Task goal - Begin at the line that has "head cap occupies." and stop after the line that has "[412,356,504,414]", then rewrite only those lines with the requests included. Multiply each bounding-box coordinate in the answers by 0.65 and round to whole numbers, rounding halves up.

Recorded information -

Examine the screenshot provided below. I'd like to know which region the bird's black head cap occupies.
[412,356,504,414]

--

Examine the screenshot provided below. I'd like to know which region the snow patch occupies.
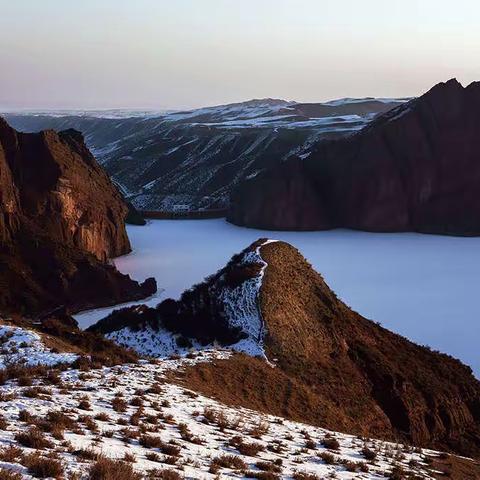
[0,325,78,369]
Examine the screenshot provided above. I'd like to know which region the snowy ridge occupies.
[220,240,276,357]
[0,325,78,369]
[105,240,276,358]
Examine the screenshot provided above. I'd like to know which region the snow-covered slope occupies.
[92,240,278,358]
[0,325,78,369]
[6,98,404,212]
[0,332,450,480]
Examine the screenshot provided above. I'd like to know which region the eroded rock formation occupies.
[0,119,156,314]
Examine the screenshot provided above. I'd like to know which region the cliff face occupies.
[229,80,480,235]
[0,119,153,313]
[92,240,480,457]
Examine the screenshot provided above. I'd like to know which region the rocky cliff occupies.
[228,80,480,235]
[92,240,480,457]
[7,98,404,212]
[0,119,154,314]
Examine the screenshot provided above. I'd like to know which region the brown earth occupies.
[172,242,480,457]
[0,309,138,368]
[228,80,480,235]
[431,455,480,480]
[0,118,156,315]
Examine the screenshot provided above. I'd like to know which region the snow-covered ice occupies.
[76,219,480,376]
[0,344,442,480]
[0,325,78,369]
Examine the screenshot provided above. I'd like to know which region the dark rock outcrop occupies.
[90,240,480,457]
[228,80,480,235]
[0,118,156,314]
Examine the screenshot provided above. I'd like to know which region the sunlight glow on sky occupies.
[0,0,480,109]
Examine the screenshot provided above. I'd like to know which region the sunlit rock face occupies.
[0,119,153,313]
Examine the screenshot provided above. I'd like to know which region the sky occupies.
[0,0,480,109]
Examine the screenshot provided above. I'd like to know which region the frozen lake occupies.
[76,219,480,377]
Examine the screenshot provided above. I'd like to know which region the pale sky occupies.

==

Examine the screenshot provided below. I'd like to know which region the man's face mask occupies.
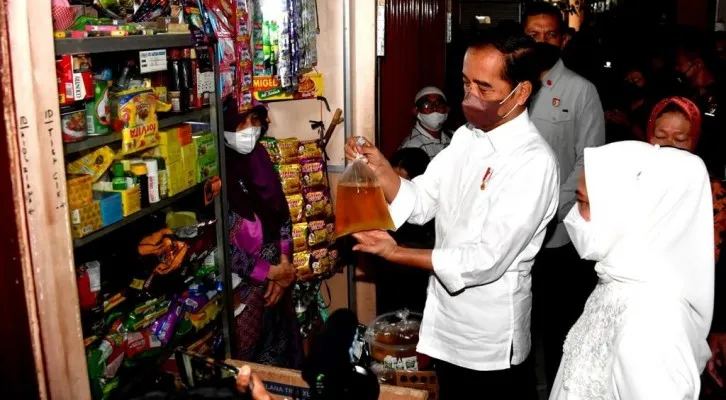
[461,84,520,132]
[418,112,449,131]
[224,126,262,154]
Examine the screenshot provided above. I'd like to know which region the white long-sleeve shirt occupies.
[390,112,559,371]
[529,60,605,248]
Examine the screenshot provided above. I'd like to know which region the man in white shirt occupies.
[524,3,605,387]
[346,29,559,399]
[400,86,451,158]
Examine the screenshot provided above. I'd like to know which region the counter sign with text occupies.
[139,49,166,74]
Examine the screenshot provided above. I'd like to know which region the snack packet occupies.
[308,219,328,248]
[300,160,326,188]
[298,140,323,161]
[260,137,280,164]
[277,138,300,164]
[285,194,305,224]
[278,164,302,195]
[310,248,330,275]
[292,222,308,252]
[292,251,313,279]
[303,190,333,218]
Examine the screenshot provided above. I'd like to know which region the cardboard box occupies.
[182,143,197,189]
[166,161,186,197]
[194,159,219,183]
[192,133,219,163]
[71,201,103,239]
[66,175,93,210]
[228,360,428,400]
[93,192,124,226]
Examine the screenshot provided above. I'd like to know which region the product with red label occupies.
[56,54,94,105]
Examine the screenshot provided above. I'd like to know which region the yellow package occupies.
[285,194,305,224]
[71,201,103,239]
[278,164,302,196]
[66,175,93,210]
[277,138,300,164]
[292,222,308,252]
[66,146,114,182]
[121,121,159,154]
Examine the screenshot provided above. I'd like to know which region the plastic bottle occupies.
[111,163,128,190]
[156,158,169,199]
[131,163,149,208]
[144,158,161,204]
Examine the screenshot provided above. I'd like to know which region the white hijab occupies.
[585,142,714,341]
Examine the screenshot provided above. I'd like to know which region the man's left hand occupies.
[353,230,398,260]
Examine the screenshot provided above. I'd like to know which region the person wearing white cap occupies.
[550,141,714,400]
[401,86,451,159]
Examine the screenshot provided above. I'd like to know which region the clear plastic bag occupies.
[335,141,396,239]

Complete response -
Examine the screenshot provided below. I'd like to know which region the bird's black head cap occupies.
[268,231,328,269]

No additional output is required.